**What you should do:**
Exactly as written, retype all of the records that come next.
*** Material shown Section Begins ***
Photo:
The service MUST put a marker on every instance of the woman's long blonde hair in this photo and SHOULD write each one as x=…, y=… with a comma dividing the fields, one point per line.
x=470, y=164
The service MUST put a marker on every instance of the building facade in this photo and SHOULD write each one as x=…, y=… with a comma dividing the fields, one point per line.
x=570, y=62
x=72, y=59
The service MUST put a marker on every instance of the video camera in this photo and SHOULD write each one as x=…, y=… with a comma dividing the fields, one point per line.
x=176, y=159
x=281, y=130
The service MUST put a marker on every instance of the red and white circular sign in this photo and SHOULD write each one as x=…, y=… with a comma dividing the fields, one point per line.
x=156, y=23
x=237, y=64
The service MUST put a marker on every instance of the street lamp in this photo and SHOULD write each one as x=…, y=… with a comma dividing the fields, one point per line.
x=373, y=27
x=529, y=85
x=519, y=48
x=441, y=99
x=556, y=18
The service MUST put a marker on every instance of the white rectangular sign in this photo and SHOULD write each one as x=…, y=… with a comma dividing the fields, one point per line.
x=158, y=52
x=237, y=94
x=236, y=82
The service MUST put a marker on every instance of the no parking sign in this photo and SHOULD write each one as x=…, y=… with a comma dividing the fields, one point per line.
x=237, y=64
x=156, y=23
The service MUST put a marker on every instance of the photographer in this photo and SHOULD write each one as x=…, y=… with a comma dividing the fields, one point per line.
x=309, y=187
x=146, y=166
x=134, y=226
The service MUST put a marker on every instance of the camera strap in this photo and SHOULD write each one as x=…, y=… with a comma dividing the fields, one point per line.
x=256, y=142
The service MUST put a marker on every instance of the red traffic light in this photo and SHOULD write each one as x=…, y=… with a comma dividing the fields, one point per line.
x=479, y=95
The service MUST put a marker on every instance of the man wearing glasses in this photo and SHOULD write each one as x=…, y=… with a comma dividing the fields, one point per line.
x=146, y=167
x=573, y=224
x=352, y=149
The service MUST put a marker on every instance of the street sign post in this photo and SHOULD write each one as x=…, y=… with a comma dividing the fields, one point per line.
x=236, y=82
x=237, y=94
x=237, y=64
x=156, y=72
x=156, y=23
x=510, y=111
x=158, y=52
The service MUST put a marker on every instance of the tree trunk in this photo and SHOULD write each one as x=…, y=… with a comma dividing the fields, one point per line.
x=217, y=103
*** Material shown Section Ends ***
**Answer space:**
Photo:
The service MUST put a marker on every instance of the woman's long blonde hair in this photo and SHOULD write each one as x=…, y=… with a comma dividing the fields, one point per line.
x=470, y=164
The service MUST put a marker on every instance of the building facade in this photo and SHOULD write each one as x=…, y=… with a comma dividing the fields, one point per line.
x=570, y=62
x=72, y=59
The service MUST put a marker on every instance of the video camera in this photo and SHOULD write each one as x=…, y=… with a comma dividing the fields, one point per line.
x=176, y=159
x=281, y=130
The service MUST put a marker on every instance of the red and white circular sign in this photo and SHOULD write each one as x=…, y=… with a comma dividing the fields, one point per line.
x=156, y=23
x=237, y=64
The service MUST put a marker on every instance of the street lamp in this photo and SHOULD write each one as x=…, y=… with a comma dividing the fields, one point per line.
x=373, y=27
x=529, y=85
x=519, y=48
x=441, y=99
x=556, y=18
The service MUST put a marker on every instance of the white rectangular sign in this photo and SHOULD write each one as x=…, y=… with a comma dividing the fields, one point per line.
x=158, y=52
x=237, y=94
x=236, y=82
The service MUST put a marker on every instance of the no parking sign in this photo and SHOULD write each one as x=…, y=… with a comma dividing the fields, one point per line.
x=237, y=64
x=156, y=23
The service MUST put a marker on every instance of the photographer in this photo and SHOULD write each one as x=…, y=… with a comma dividing the fields, one point per line.
x=309, y=187
x=146, y=166
x=134, y=226
The service MUST put a marker on every instance of the camera strap in this photo and SHOULD write each one as x=…, y=… with a comma dividing the fields, one point per line.
x=256, y=142
The service MUST put a marker on every instance of the red traffic light in this photo and SHOULD write each one as x=…, y=… with a comma dividing the fields, one point per line.
x=479, y=95
The service MUST put a marker on every instance of the man wearing glasses in this photo and SHOULD write each one as x=…, y=… with a comma dividing the fields, one point per line.
x=146, y=167
x=573, y=224
x=352, y=149
The service MUST put a marker on every instance of the street sign post in this photo and SHOULD write each one as x=…, y=… with a comma dividing the fields, one point per line.
x=236, y=82
x=237, y=94
x=237, y=64
x=156, y=72
x=156, y=23
x=510, y=111
x=158, y=52
The service MUST put a marker on every instance of the tree trunk in this photo and SHOULD write each one as x=…, y=… with a comma dividing the fields, one point per line.
x=217, y=103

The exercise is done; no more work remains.